**Stated task a:** Decide whether each statement below agrees with the commit notes that follow, and answer yes or no for each, quoting the words of the commit notes that settle it. (i) The change adds code generation and AD support for RooBernstein. (ii) The change removes a test for RooLandau fits with AD. (iii) The new header of the RooBernstein file carries a 2024 copyright held by CERN.
═══ Provided passage
[RF] Support RooBernstein in code generation for AD

Adding code generation and AD support for the final class in upstream
RooFit that is used in the CMS Higgs discovery workspace: the
RooBernstein.

Also:

  * fix missing variable warning in `RooCBShape.cxx`

  * fix AD support for RooLandau by using code that clad can digest

  * implement test for RooLandau fits with AD

roofit/roofit/inc/RooBernstein.h

@@ -1,54 +1,56 @@
-/*****************************************************************************
- * Project: RooFit                                                           *
- * Package: RooFitModels                                                     *
- *    File: $Id$
- * Authors:                                                                  *
- *   Kyle Cranmer
- *                                                                           *
- *                                                                           *
- * Redistribution and use in source and binary forms,                        *
- * with or without modification, are permitted according to the terms        *
- * listed in LICENSE (http://roofit.sourceforge.net/license.txt)             *
- *****************************************************************************/
-#ifndef ROO_BERNSTEIN
-#define ROO_BERNSTEIN
-
-#include "RooAbsPdf.h"
-#include "RooTemplateProxy.h"
-#include "RooRealVar.h"
-#include "RooListProxy.h"
-#include "RooAbsRealLValue.h"
-#include <string>
+/*
+ * Project: RooFit
+ *
+ * Copyright (c) 2024, CERN
+ *
+ * Redistribution and use in source and binary forms,
+ * with or without modification, are permitted according to the terms
+ * listed in LICENSE (http://roofit.sourceforge.net/license.txt)
══════
═══ Records for processing
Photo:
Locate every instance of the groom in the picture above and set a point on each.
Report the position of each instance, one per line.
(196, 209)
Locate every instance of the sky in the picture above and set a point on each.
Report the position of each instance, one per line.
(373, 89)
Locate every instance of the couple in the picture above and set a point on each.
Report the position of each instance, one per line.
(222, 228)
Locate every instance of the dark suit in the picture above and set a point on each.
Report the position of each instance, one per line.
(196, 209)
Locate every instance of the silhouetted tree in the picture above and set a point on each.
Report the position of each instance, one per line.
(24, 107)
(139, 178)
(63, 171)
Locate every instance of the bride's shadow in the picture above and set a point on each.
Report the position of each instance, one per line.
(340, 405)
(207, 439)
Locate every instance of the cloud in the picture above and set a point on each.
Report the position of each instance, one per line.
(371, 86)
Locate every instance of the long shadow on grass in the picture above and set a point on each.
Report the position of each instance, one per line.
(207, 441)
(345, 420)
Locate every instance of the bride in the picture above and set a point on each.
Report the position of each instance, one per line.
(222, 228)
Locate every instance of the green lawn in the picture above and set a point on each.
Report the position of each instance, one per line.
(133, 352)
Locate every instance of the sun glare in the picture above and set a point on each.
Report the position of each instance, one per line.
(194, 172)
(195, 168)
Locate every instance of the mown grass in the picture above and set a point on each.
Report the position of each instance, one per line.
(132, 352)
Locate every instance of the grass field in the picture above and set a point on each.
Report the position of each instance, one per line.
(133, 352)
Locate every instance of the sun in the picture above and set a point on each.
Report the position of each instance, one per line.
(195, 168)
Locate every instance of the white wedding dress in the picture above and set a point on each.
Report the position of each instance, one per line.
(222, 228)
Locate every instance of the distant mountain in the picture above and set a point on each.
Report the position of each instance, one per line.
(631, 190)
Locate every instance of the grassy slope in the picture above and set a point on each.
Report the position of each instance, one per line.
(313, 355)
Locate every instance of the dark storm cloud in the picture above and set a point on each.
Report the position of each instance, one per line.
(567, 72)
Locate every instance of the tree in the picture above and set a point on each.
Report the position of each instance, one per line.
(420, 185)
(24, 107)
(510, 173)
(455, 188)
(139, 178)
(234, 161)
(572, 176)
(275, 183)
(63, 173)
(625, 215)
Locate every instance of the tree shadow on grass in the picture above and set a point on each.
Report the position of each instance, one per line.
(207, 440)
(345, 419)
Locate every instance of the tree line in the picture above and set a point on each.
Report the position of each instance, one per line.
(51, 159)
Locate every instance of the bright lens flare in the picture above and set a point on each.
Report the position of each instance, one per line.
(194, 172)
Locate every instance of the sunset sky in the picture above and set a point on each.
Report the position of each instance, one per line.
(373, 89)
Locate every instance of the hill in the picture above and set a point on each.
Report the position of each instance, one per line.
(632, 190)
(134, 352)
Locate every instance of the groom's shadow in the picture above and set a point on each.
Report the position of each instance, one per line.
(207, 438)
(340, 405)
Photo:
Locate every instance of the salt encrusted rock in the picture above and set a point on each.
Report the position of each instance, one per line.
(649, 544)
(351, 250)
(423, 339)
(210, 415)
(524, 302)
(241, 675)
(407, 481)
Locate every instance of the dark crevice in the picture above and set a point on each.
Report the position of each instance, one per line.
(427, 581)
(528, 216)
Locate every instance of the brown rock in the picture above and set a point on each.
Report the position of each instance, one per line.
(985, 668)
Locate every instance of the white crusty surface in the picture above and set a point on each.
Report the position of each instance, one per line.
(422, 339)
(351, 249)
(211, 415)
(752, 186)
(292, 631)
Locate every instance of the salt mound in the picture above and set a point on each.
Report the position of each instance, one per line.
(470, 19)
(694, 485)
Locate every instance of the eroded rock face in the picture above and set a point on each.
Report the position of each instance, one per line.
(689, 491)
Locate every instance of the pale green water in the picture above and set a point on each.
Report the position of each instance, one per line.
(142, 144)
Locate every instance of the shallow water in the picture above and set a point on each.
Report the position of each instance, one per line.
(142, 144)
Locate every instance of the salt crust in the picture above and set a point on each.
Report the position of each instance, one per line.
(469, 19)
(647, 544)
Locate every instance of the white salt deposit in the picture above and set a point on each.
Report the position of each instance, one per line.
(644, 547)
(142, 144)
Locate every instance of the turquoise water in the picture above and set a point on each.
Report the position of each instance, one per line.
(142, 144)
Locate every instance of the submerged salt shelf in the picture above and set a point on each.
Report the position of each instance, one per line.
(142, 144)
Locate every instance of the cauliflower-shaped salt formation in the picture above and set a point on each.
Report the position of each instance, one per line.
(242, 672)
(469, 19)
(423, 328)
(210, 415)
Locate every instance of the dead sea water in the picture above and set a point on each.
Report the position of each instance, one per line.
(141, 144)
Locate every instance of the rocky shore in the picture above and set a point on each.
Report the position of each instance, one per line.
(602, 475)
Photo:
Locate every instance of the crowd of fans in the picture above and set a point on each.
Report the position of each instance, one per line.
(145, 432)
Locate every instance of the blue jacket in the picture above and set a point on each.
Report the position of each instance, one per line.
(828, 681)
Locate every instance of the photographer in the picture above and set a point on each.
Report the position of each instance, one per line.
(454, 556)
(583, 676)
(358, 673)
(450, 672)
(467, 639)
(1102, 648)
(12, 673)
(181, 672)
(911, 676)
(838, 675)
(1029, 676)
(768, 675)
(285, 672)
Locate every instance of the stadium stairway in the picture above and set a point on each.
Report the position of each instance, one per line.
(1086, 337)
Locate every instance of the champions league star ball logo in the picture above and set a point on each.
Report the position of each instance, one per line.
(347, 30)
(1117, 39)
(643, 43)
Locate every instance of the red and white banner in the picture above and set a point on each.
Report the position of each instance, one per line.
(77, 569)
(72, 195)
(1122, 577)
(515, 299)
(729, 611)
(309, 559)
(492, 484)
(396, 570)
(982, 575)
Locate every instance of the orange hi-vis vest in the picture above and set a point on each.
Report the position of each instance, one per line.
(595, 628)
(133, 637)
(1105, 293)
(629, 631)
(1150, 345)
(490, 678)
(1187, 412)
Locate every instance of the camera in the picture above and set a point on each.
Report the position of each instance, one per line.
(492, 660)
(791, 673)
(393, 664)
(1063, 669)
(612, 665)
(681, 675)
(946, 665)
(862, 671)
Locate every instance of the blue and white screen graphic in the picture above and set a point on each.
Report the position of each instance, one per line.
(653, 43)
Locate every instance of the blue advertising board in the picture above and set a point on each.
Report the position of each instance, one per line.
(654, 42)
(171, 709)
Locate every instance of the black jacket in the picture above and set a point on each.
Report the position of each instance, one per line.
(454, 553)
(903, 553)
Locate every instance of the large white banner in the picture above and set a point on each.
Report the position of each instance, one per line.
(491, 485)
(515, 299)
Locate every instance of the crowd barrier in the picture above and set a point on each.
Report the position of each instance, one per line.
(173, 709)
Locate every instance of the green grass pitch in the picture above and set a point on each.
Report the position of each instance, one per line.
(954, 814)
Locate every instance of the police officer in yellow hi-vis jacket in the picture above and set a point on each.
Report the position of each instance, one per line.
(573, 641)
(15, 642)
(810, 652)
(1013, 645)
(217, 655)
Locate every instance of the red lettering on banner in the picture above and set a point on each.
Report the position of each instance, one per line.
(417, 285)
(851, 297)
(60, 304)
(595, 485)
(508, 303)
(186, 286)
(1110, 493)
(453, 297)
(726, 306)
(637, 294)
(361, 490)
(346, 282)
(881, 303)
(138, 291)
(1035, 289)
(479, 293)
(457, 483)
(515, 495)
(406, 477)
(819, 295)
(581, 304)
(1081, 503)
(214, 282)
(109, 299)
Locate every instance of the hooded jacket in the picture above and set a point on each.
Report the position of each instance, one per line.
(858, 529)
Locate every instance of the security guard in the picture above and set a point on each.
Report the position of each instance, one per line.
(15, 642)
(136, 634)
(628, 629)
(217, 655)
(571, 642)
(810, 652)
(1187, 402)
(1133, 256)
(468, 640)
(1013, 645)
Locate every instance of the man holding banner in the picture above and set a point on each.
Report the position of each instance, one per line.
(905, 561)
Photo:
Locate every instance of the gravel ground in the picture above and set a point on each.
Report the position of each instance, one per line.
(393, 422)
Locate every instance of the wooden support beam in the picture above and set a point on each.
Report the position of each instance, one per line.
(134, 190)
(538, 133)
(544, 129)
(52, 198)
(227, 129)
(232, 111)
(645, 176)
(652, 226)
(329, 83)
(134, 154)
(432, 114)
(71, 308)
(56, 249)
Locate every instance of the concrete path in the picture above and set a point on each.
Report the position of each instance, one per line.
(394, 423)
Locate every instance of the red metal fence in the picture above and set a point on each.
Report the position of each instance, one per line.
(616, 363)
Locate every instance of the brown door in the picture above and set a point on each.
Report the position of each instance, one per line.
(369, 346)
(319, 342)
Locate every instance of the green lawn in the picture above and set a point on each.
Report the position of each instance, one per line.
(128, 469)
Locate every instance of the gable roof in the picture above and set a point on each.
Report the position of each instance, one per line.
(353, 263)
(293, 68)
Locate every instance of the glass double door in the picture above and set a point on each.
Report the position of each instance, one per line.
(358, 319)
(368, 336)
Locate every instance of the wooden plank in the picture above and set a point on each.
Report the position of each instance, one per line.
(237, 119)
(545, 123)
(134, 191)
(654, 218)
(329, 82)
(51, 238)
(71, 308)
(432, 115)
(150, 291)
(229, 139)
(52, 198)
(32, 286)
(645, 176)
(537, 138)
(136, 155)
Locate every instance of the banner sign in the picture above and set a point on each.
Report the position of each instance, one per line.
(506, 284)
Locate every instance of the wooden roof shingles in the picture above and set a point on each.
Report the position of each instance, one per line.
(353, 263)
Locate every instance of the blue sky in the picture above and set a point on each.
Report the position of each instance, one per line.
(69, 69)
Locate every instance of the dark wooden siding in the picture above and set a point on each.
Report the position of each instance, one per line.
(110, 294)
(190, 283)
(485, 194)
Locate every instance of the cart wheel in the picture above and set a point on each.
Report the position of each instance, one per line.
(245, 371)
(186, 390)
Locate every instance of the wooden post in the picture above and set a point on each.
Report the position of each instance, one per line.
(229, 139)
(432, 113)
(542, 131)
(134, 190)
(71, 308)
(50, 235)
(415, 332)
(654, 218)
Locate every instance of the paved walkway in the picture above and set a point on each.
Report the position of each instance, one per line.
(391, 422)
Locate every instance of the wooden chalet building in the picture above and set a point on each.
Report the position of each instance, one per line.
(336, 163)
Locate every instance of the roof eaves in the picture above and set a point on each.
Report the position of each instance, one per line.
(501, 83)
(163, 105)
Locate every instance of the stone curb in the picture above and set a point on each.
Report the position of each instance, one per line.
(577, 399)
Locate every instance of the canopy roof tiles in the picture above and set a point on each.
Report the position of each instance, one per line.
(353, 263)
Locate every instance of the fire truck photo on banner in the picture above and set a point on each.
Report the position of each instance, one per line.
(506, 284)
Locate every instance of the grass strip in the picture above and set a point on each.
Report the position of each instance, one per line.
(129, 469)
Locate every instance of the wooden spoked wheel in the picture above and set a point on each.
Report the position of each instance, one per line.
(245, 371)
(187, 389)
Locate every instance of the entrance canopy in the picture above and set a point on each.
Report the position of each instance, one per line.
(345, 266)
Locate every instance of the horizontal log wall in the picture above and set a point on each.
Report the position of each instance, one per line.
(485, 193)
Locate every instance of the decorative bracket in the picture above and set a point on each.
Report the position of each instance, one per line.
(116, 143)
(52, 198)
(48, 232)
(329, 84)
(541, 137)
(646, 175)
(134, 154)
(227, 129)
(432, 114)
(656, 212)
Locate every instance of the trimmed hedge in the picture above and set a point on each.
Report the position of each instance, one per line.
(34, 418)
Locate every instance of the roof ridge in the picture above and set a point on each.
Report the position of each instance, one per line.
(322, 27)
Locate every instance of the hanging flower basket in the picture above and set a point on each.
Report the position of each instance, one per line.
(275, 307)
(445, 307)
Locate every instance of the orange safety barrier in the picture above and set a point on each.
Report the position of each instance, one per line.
══════
**Stated task b:** Show every line of the entries above that contains the word "barrier". Case counts.

**Written reply a:**
(i) Yes: "Adding code generation and AD support for the final class in upstream RooFit that is used in the CMS Higgs discovery workspace: the RooBernstein."
(ii) No: "implement test for RooLandau fits with AD"
(iii) Yes: "Copyright (c) 2024, CERN"

**Written reply b:**
Locate every instance of the crowd barrier in the picture above and set a point on each.
Locate every instance of the orange safety barrier in the picture above and set a point on each.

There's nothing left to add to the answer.